= DATA SUPPLIED =
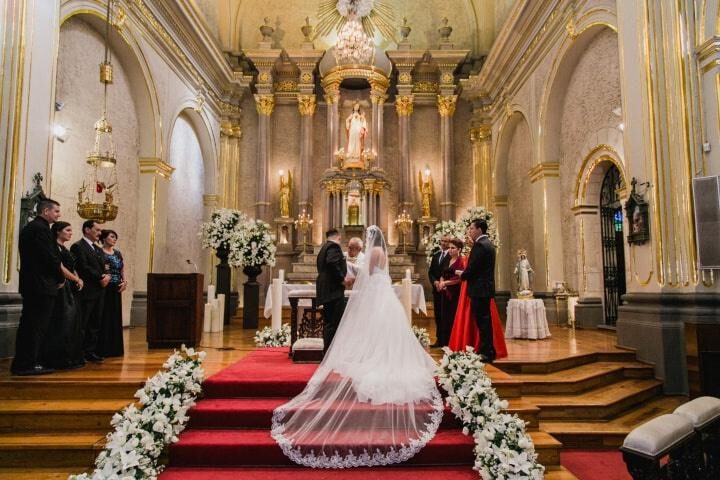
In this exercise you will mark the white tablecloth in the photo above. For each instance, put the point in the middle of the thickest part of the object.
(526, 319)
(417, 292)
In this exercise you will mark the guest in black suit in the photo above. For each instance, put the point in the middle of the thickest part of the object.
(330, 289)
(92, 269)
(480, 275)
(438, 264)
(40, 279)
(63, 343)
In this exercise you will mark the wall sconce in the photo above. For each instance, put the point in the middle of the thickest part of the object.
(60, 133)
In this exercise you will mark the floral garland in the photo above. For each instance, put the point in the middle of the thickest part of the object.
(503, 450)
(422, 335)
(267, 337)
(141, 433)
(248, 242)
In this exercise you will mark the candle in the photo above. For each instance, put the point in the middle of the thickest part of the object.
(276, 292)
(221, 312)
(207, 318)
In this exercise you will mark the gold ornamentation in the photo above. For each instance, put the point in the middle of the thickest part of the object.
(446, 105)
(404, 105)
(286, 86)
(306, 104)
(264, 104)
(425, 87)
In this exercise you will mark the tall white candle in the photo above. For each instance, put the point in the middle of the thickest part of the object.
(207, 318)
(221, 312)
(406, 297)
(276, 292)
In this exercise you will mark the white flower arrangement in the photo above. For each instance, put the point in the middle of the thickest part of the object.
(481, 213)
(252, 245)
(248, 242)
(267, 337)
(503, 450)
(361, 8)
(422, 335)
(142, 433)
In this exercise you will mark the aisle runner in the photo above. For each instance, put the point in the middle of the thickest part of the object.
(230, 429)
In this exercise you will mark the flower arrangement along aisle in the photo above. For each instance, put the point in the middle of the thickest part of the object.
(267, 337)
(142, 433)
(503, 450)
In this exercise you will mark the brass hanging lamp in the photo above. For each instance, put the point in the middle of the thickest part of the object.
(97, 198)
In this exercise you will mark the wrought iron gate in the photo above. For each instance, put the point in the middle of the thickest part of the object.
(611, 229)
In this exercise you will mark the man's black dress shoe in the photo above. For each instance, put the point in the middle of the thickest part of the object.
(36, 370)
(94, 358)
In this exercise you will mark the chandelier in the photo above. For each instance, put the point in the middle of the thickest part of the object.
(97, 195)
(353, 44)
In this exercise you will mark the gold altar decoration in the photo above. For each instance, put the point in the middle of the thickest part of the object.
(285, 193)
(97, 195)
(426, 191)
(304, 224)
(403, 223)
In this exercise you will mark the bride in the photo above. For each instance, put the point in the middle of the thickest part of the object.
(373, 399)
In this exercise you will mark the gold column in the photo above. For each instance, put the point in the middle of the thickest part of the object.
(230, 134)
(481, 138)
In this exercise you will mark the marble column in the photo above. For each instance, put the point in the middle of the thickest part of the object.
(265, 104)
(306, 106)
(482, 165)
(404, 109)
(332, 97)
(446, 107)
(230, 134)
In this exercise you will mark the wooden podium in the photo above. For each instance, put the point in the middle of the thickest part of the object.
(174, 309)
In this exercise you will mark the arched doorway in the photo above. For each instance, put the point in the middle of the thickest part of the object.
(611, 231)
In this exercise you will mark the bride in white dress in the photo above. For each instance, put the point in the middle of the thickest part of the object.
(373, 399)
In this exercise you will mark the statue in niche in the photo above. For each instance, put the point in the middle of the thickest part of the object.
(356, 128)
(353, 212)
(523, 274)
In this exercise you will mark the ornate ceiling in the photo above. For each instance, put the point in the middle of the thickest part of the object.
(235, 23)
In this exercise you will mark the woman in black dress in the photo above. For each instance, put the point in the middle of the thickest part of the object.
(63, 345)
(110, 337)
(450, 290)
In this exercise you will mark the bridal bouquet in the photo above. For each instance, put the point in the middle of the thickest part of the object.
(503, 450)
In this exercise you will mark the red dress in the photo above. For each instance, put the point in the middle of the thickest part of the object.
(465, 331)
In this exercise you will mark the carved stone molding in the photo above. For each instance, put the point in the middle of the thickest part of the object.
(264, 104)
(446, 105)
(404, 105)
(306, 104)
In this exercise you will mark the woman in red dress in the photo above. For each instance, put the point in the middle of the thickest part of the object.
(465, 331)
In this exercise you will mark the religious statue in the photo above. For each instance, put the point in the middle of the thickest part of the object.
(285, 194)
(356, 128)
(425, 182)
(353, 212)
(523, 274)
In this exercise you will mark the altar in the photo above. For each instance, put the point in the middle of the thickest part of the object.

= TASK TO CARRY OUT =
Repeat the material above in full and exactly, apart from the pictures.

= RESULT OF THE EXERCISE =
In this exercise you will mark the white tablecloth in the photo above. For each instance, put the point in the middle of the thickest part of the object.
(526, 319)
(417, 292)
In this exercise you will mark the guest in black suit in the photo above. For each instance, put the point in the middle of the thickest part of the object.
(330, 289)
(92, 269)
(480, 275)
(438, 264)
(40, 279)
(63, 343)
In this exercise you will mark the wall sconce in the photo above. For each instance, put the point in the middle of the thickest part of the object.
(60, 133)
In this exercise you will mark the floral garland in the photo above. For each instance, put the point in the middle of the thickest part of the object.
(503, 450)
(422, 335)
(267, 337)
(141, 433)
(248, 242)
In this exercise you will mark the candle in the photo above. For each instance, put the point in the middle of the thickest part of the object.
(276, 292)
(221, 312)
(207, 318)
In this exercise you will mark the gold ornamentation in the photo above. For each instance, put the point in the middle of the thickest part of the object.
(446, 105)
(404, 105)
(286, 86)
(306, 104)
(264, 104)
(425, 87)
In this exercise you will mark the tall white candle in the photo above. For each instance, put the point in the middle of the thickest part of the object.
(207, 318)
(221, 312)
(406, 297)
(276, 292)
In this exercise you will mark the white flower arrangement in the photo above. For each instance, put the point in the middle of the thickest part of the object.
(481, 213)
(252, 245)
(248, 242)
(267, 337)
(503, 450)
(361, 8)
(422, 335)
(142, 433)
In this exercise you will mark the aisle runner in the photo above. For each instance, put the point in the middle of the thickest part of the object.
(230, 429)
In this exercise you will mark the flower arrangement along aisle in the photo above. For each instance, put the point in the middle of the thickest part of the object.
(267, 337)
(142, 433)
(503, 450)
In this exercise you will mark the brass hanging lamp in the photo above. For each instance, put the point in the middle of the thickest part of the object.
(97, 198)
In this exercise you will mark the wrought iron gate in the photo above. For each instance, put the point in the middle of the thickest part of the object.
(611, 229)
In this exercise you will mark the man's black dress shoe in the photo above. For each instance, put the point in the middle of the thickest part of the object.
(36, 370)
(94, 358)
In this exercise you will mark the chandelier in the photo above. For each instance, put the point in the middle of the thickest part of the object.
(97, 195)
(353, 44)
In this exercise you will mark the gold altar decoration in the photo above. For each instance, put the point in the middle of the thickest part of the object.
(285, 193)
(97, 195)
(426, 191)
(304, 224)
(403, 223)
In this exercise you will mark the bride in the photo above. For each instance, put the point in the middle of the thickest part of the object.
(373, 399)
In this exercise you will mark the gold column in the photo above. For each instance, put the point in the middle of the thickest part of the object.
(230, 134)
(481, 138)
In this exercise you will mark the marble column in the photo above. For each instance, put the point in the middle of the thickest part of the object.
(265, 104)
(306, 106)
(482, 165)
(404, 109)
(332, 97)
(446, 107)
(230, 134)
In this exercise you will mark the wooden podium in the photo above. For each instance, put the point in the middle of the thickest part of the object.
(174, 309)
In this exercise you will mark the arched doorway in the photo above. For each instance, put the point in the middle of the thickest part of the object.
(611, 231)
In this exercise you will mark the bride in white dress in the photo above. For each instance, put the point in the middle of the thickest part of the object.
(373, 399)
In this exercise you will mark the statue in niche in the photo above. For each instance, put the point in the middle of the thickest part of the object.
(356, 128)
(353, 212)
(523, 274)
In this exercise you will mark the ornate ceiling in the photo above. For each instance, put the point in the middle of the thickest part of the object.
(235, 23)
In this exercise you will mark the woman in black dress in the photo above. For each instance, put the point in the middle of the thickest part of the object.
(63, 345)
(110, 337)
(450, 290)
In this exercise you will mark the bridal bouquet in the photo above. For each instance, put the point in the middle of the thickest part of the object.
(503, 450)
In this exercise you will mark the red dress in the photo above. For each instance, put the point in the middle of the thickest part of the object.
(465, 331)
In this exercise you will mark the carved stone molding in the photo above. For each instance, put the point in the middle of the thickest part of the object.
(264, 104)
(446, 105)
(404, 105)
(306, 104)
In this exercise you will mark the woman in red dress in the photo above. For each instance, put the point in the middle of the thickest part of the object.
(465, 331)
In this exercise you will mark the religious statue in the photo above. For each instance, put the point in the middle of the thickest part of the object.
(285, 194)
(356, 128)
(425, 182)
(353, 212)
(523, 274)
In this exercise you will mark the altar in the photo above. For each instance, put the point in the middle of the thickest part of the object.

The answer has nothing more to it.